■ **Requirements**
Extract the lines of the records below verbatim, omitting the pictures from your output.
-- START OF Extracted data --
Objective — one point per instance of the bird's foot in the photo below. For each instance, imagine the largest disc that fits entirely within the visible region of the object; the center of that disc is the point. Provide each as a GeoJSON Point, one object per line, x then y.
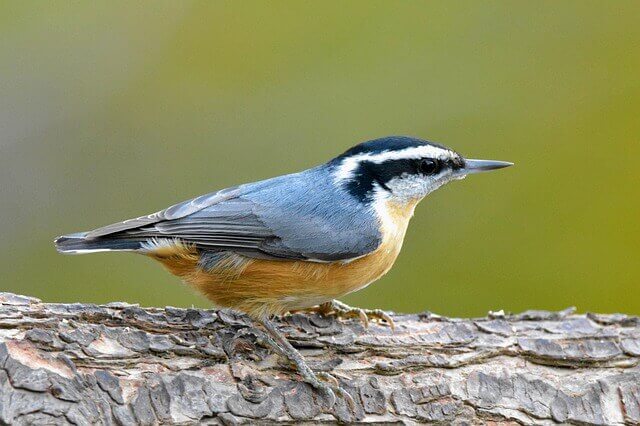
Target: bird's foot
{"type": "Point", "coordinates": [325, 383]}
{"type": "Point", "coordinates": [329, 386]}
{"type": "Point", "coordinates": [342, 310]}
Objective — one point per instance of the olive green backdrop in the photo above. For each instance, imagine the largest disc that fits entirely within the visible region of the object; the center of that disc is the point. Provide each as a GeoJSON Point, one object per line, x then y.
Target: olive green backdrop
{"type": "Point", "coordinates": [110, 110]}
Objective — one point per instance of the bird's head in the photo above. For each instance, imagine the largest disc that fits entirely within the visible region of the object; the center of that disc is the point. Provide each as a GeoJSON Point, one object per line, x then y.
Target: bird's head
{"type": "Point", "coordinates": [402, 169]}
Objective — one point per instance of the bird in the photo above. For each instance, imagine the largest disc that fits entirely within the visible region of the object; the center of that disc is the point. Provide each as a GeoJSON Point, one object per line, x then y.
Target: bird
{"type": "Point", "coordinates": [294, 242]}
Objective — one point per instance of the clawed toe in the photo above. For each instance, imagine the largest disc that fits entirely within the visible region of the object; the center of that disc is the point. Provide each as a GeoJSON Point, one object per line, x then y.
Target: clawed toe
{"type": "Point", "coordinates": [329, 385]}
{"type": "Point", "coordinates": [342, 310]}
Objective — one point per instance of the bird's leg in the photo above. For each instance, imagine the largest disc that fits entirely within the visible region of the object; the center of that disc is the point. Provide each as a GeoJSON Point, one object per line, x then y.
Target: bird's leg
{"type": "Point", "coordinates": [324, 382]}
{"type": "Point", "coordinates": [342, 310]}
-- END OF Extracted data --
■ **Reply**
Objective — one point per instance of the bird's foot in the photo below. For each instance, imagine the largest disc that fits entirely within the visible region of the object; the center of that disc is the point. Provide each as a GeoJSON Point, one object per line, x then y.
Target: bird's foot
{"type": "Point", "coordinates": [325, 383]}
{"type": "Point", "coordinates": [329, 386]}
{"type": "Point", "coordinates": [342, 310]}
Objective — one point per instance of the olive green backdrop in the photo above. For each instance, imagine the largest disc that fits entirely within the visible region of the object; the center of that disc is the point. Provide each as a GeoJSON Point, one object per line, x then y.
Target: olive green backdrop
{"type": "Point", "coordinates": [110, 110]}
Objective — one point per instance of the bird's head in the photo above. For each instance, imagine the largest disc that fits entirely within the visible region of the object; the center of that disc is the point. Provide each as a GeoJSON Point, one object per line, x then y.
Target: bird's head
{"type": "Point", "coordinates": [402, 169]}
Objective — one point per instance of the bird in the photo above. For each instance, imagine the largest disc that fits entirely within the visible region of the object; the center of that disc is the point. Provide each as a GeoJSON Point, one object per line, x then y.
Target: bird
{"type": "Point", "coordinates": [294, 242]}
Objective — one point per instance of the clawed toe in the photo above. For each instance, imagine the largest disc that fits entirely within the visible region of the object; the center of that disc is the point. Provide each as a GeoJSON Point, one object per line, x then y.
Target: clawed toe
{"type": "Point", "coordinates": [329, 385]}
{"type": "Point", "coordinates": [342, 310]}
Objective — one point per instance of the bird's leg in the photo above. For each instance, imagine the largest disc that fits entirely within the visible region of the object; the center of that disc is the point. Provide each as a GeoJSON Point, one object per line, x then y.
Target: bird's leg
{"type": "Point", "coordinates": [324, 382]}
{"type": "Point", "coordinates": [342, 310]}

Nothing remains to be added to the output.